--- Data in this exercise ---

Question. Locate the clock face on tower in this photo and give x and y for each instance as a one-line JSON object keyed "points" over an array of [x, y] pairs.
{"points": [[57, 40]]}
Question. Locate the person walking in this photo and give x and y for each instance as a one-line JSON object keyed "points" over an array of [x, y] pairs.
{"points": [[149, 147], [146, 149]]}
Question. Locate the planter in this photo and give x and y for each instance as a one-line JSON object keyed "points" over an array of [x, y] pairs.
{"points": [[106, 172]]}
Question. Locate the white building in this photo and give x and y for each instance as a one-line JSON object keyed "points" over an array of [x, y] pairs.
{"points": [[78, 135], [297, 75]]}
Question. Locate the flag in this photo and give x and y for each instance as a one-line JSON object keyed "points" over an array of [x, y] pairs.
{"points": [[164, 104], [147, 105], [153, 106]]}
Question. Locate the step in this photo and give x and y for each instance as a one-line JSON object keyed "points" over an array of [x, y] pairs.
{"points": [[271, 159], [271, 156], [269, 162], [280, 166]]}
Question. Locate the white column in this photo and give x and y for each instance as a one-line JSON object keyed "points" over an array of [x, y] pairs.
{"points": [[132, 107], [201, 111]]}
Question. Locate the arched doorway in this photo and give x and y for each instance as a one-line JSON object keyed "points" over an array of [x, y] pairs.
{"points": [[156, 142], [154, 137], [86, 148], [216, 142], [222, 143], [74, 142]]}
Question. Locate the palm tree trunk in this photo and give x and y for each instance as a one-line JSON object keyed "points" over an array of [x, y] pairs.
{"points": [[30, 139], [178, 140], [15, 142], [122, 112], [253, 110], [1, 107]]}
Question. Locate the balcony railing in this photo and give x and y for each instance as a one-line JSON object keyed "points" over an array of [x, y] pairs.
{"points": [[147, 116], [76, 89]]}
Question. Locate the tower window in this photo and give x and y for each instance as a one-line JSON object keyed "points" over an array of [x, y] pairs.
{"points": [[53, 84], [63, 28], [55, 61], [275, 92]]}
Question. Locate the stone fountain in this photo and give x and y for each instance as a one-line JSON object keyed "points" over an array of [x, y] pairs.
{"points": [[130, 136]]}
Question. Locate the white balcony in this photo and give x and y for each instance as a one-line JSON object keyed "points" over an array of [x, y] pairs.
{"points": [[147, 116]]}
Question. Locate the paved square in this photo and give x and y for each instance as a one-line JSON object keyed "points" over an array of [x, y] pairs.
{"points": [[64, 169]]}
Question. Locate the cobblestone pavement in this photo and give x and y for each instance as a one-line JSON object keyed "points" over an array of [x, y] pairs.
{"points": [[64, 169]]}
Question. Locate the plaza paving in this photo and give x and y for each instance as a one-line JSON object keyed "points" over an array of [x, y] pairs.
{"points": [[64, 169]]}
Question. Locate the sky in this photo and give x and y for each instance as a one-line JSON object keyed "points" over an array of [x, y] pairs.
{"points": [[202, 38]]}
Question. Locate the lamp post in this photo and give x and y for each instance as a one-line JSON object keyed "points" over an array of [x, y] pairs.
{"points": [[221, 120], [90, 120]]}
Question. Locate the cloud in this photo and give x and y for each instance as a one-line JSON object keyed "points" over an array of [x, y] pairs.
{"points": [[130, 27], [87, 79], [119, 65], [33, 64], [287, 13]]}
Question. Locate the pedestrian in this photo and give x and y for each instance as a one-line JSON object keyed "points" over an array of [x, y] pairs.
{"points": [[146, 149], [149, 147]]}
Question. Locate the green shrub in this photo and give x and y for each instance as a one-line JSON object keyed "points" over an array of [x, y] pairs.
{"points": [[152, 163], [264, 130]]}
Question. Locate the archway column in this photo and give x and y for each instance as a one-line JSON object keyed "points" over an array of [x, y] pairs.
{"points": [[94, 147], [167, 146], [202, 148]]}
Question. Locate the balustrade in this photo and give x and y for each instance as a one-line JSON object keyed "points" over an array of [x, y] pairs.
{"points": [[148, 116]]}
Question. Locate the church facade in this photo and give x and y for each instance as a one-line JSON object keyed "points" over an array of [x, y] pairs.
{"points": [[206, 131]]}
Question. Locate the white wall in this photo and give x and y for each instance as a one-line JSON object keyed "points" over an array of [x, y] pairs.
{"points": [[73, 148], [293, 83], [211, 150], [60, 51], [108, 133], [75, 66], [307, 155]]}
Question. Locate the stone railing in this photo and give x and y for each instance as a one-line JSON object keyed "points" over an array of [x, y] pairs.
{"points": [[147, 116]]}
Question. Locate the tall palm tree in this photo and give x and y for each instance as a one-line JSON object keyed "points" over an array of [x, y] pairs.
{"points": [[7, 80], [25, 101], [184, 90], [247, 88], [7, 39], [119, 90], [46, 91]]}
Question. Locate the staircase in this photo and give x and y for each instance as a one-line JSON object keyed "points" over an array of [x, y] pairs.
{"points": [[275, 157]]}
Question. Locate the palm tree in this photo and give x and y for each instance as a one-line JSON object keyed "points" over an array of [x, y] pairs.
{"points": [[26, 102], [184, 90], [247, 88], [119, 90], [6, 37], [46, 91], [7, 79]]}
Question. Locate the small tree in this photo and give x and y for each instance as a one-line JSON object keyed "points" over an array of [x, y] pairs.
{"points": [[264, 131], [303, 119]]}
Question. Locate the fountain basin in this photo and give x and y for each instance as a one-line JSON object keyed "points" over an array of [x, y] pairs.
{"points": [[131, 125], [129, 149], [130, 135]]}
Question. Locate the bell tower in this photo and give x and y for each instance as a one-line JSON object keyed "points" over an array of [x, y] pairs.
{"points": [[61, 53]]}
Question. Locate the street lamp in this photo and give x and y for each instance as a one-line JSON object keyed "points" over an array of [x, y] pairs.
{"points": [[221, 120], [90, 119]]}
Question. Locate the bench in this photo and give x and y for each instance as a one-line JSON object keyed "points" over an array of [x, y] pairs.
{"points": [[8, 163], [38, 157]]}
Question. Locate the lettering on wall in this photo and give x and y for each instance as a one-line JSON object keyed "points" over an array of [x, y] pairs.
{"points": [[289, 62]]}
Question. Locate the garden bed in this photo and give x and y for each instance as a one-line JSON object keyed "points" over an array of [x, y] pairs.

---

## What is asked
Repeat every row above word for word, in the same order and with nothing changed.

## Result
Question. Locate the clock face on tower in this photo and give x and y for each instance as a one-line JSON object keyed "points" over an array of [x, y] pairs.
{"points": [[57, 40]]}
Question. Locate the person walking in this photo and give x and y for each instance as a one-line JSON object keyed "points" over an array of [x, y] pairs.
{"points": [[149, 147], [146, 149]]}
Question. Locate the planter in this photo and give x and y for each instance as a one-line JSON object keyed "points" over an array of [x, y] pairs.
{"points": [[106, 172]]}
Question. Locate the white building in this photo and give x and y for each instance as a one-line JSON object keyed "points" over an array of [x, y] pairs.
{"points": [[78, 135], [297, 75]]}
Question. Locate the flag in this photo and give x and y for each instance as a one-line JSON object keyed "points" over an array of [x, y] pairs.
{"points": [[164, 104], [147, 105], [153, 106]]}
Question. Locate the step in this photo and give x and y for each instance as a one-line JSON object keyed "points" over an array of [x, y] pairs.
{"points": [[271, 159], [271, 156], [269, 162], [280, 166]]}
Question. Locate the white column in this photo and give x and y for each instance as a one-line JSON object keyed "points" over an array of [x, y] pairs.
{"points": [[132, 107], [201, 111]]}
Question. Locate the arched doorway in this photo and give x and y for each instance as a one-line JSON object keyed "points" over an array of [x, y] pairs.
{"points": [[156, 142], [154, 137], [86, 148], [216, 142], [222, 143], [74, 142]]}
Question. Locate the palm tree trunk in this photo and give x and y for each instance as a one-line JSON object keyed "points" over an array of [x, y] pairs.
{"points": [[30, 139], [178, 140], [15, 142], [122, 112], [253, 110], [1, 107]]}
Question. Locate the balcony railing in this photo and give x and y for each instance as a one-line JSON object keyed "points" over an array of [x, y] pairs.
{"points": [[147, 116], [76, 89]]}
Question. Locate the tower window in this photo and give x and y for each instance as a one-line JSON object keyed "points" over an array of [x, y] pairs.
{"points": [[53, 84], [63, 28], [55, 61], [275, 92]]}
Question. Locate the stone fountain in this photo and give x and y for each instance as a one-line JSON object keyed "points" over an array of [x, y] pairs.
{"points": [[130, 136]]}
Question. Locate the white balcony in this photo and give x and y for each instance as a one-line JSON object keyed "points" over an array of [x, y] pairs.
{"points": [[147, 116]]}
Question. Locate the paved square in this photo and give x and y for each instance as a one-line JSON object keyed "points" over an array of [x, y] pairs.
{"points": [[64, 169]]}
Question. Locate the cobblestone pavement in this photo and give x and y for each instance as a one-line JSON object keyed "points" over an array of [x, y] pairs.
{"points": [[64, 169]]}
Question. Locate the plaza paving in this photo and give x and y for each instance as a one-line JSON object keyed "points" over an array of [x, y] pairs.
{"points": [[64, 169]]}
Question. Locate the sky in this photo and give x and y for each instance as a one-line JSON object keyed "points" over an array of [x, y] pairs.
{"points": [[202, 38]]}
Question. Locate the lamp post in this photo and give x and y for each instance as a one-line JSON object keyed "points" over an array of [x, y] pairs.
{"points": [[221, 120], [90, 120]]}
Question. Locate the cloud in this photo and give x and y for each instance as a one-line JSON object keyed "points" over an array of [x, y] pairs.
{"points": [[130, 27], [87, 79], [119, 65], [33, 64], [287, 13]]}
Question. Locate the pedestrian in this photo and give x and y for each instance as a one-line JSON object keyed "points" over an array of [x, y] pairs.
{"points": [[146, 149], [149, 147]]}
Question. Locate the green shrub in this photo and give x and y for each instance as a one-line JSON object keyed "points" over an array of [x, y] pairs.
{"points": [[152, 163], [264, 130]]}
Question. Locate the archway column in this photo and give x and y for each instance as a one-line JSON object keyed "points" over an array of [x, y] pairs.
{"points": [[94, 147], [167, 146], [202, 148]]}
Question. Locate the balustrade in this photo and give x and y for each instance as a one-line JSON object keyed "points" over an array of [x, y] pairs.
{"points": [[148, 116]]}
Question. Locate the church facade in this photo and give x and y for each instance as a one-line JSON object keyed "points" over an array of [x, y] pairs.
{"points": [[206, 131]]}
Question. Locate the white wall in this photo and give x and y for each instance as a one-line JSON object keyed "points" over an array of [x, y] pairs.
{"points": [[73, 148], [293, 83], [211, 150], [60, 51], [108, 133], [75, 66], [307, 155]]}
Question. Locate the stone railing in this photo and give x and y for each instance as a one-line JSON object keyed "points" over an array of [x, y] pairs.
{"points": [[147, 116]]}
Question. Locate the tall palm tree in this photo and give x and y for each instance as a one-line JSON object keyed "points" over an array of [x, y] pairs.
{"points": [[7, 80], [25, 101], [184, 90], [247, 88], [7, 39], [119, 90], [46, 91]]}
Question. Locate the staircase in this photo and give x and y for each instance as a one-line JSON object keyed "points" over an array of [x, y] pairs.
{"points": [[275, 157]]}
Question. Locate the palm tree in this photo and give x and y for each instance as a one-line JSON object keyed "points" over an array of [x, y] pairs.
{"points": [[26, 102], [184, 90], [247, 88], [119, 90], [6, 37], [46, 91], [7, 79]]}
Question. Locate the small tree in this photo and give x and y for each instance as a one-line JSON object keyed "points" over an array of [x, y] pairs.
{"points": [[264, 131], [303, 119]]}
Question. Locate the fountain basin in this photo and give x and y for each instance as a one-line JSON object keyed "points" over an array of [x, y] pairs.
{"points": [[131, 125], [129, 149], [130, 135]]}
Question. Locate the bell tower in this photo and give x and y for each instance as a one-line JSON object keyed "points" over an array of [x, y] pairs.
{"points": [[61, 53]]}
Question. Locate the street lamp in this photo and give x and y for each instance as a one-line JSON object keyed "points" over an array of [x, y] pairs.
{"points": [[221, 120], [90, 119]]}
Question. Locate the bench in this photo and give x and y for each instance as a one-line JSON object keyed "points" over an array of [x, y] pairs.
{"points": [[8, 163], [38, 157]]}
Question. Locate the lettering on wall in this photo and give x and y for each instance as a one-line JSON object keyed "points" over an array of [x, y] pairs.
{"points": [[289, 62]]}
Question. Locate the garden bed in this photo and give x and y for each instance as a one-line JSON object keyed "points" over an array of [x, y] pairs.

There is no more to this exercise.